→ **EXERCISE DIRECTIONS**:
Reproduce the piece below on John 6:56-69 word for word, from its heading to its final sentence.

→ **EXCERPTED TEXT**:
------------

John 6:56-69
For years, doctors have told me I should do weight-bearing exercise, or resistance training. Resistance training has a number of health benefits. It strengthens your heart and reduces risk of stroke. It strengthens ligaments and improves balance. It shifts fat to muscle and increases your mental health. But for me the salient benefit is strengthening my bones, preventing osteoporosis. So when I am in yoga class, muscles straining, holding a pose way too long, I can smile and be grateful: I’m resistance training, and it’s good for me.
But there are some forms of resistance that are not so good. We encounter one in our gospel lesson today, what I’d call “spiritual resistance.” Jesus is wrapping up his teaching in the synagogue after feeding the 5,000. He’s gone on at some length, starting with the observation that the people following him were seeking more bread rather than his teaching. He urges the crowd to work for the food that satisfies—spiritual food—and then tells them that he is the Bread of Life. He is like the manna that God gave in the wilderness. But unlike the people in the wilderness who eventually died, the life he gives is eternal.
If I were in the crowd, I would have still been with Jesus at this point. I am all about Jesus as my spiritual food. But then Jesus starts getting a little creepy, talking about eating his flesh and blood–eww. By the time we encounter Jesus finishing his teaching in today’s lesson, the crowd has thinned. Even some of his disciples, people who have been studying with him regularly, are defecting. Jesus comments, “The words that I have spoken to you are spirit and life. But among you there are some who do not believe.” And then John editorializes, “For Jesus knew from the first who were the ones that did not believe, and who was the one that would betray him.”

------------

→ **SUPPLIED MATERIAL**:
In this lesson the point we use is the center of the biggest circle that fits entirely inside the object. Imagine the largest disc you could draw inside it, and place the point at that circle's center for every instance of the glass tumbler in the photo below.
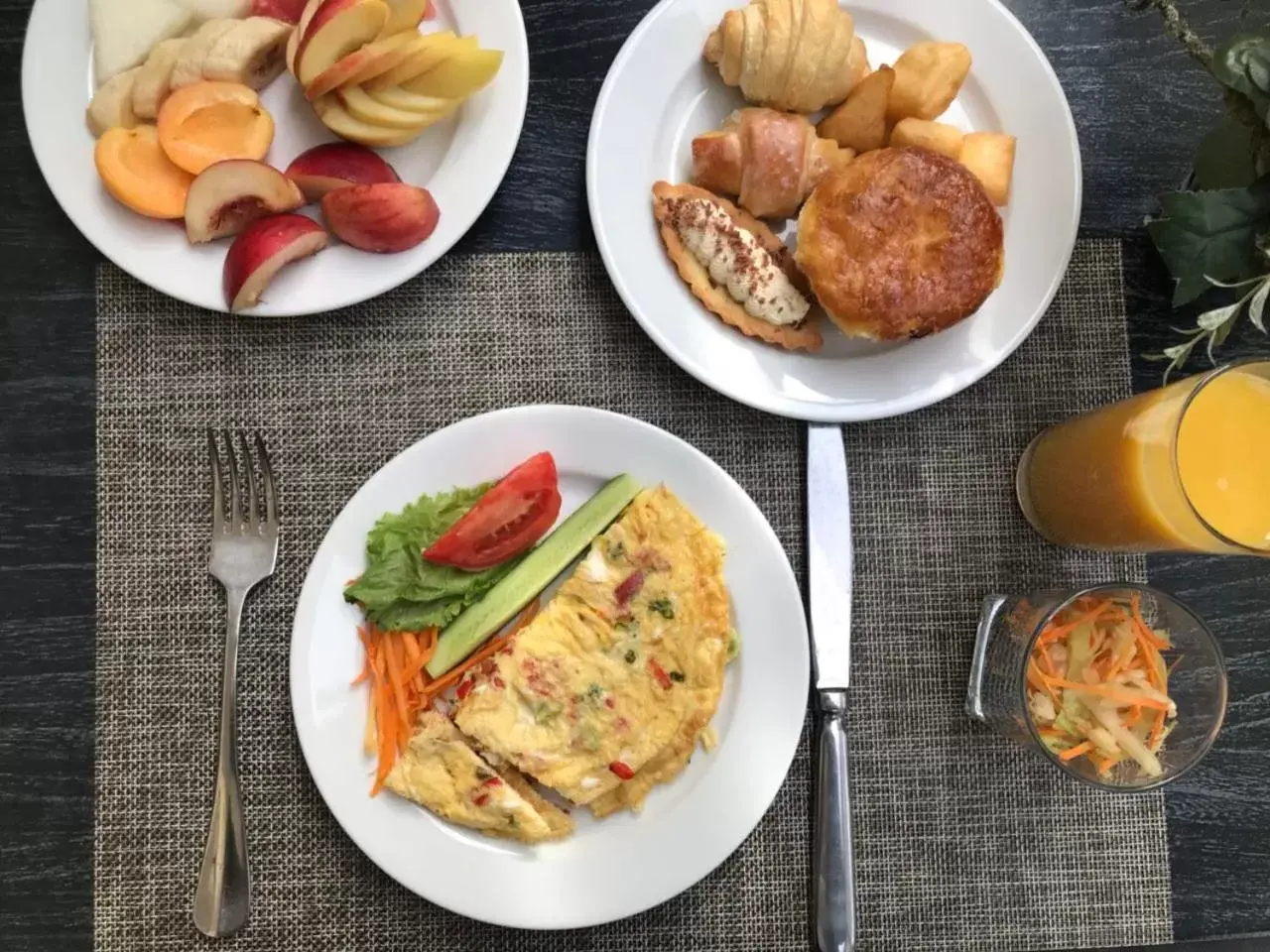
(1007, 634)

------------

→ **ANSWER TO THIS PROBLEM**:
John 6:56-69
For years, doctors have told me I should do weight-bearing exercise, or resistance training. Resistance training has a number of health benefits. It strengthens your heart and reduces risk of stroke. It strengthens ligaments and improves balance. It shifts fat to muscle and increases your mental health. But for me the salient benefit is strengthening my bones, preventing osteoporosis. So when I am in yoga class, muscles straining, holding a pose way too long, I can smile and be grateful: I’m resistance training, and it’s good for me.
But there are some forms of resistance that are not so good. We encounter one in our gospel lesson today, what I’d call “spiritual resistance.” Jesus is wrapping up his teaching in the synagogue after feeding the 5,000. He’s gone on at some length, starting with the observation that the people following him were seeking more bread rather than his teaching. He urges the crowd to work for the food that satisfies—spiritual food—and then tells them that he is the Bread of Life. He is like the manna that God gave in the wilderness. But unlike the people in the wilderness who eventually died, the life he gives is eternal.
If I were in the crowd, I would have still been with Jesus at this point. I am all about Jesus as my spiritual food. But then Jesus starts getting a little creepy, talking about eating his flesh and blood–eww. By the time we encounter Jesus finishing his teaching in today’s lesson, the crowd has thinned. Even some of his disciples, people who have been studying with him regularly, are defecting. Jesus comments, “The words that I have spoken to you are spirit and life. But among you there are some who do not believe.” And then John editorializes, “For Jesus knew from the first who were the ones that did not believe, and who was the one that would betray him.”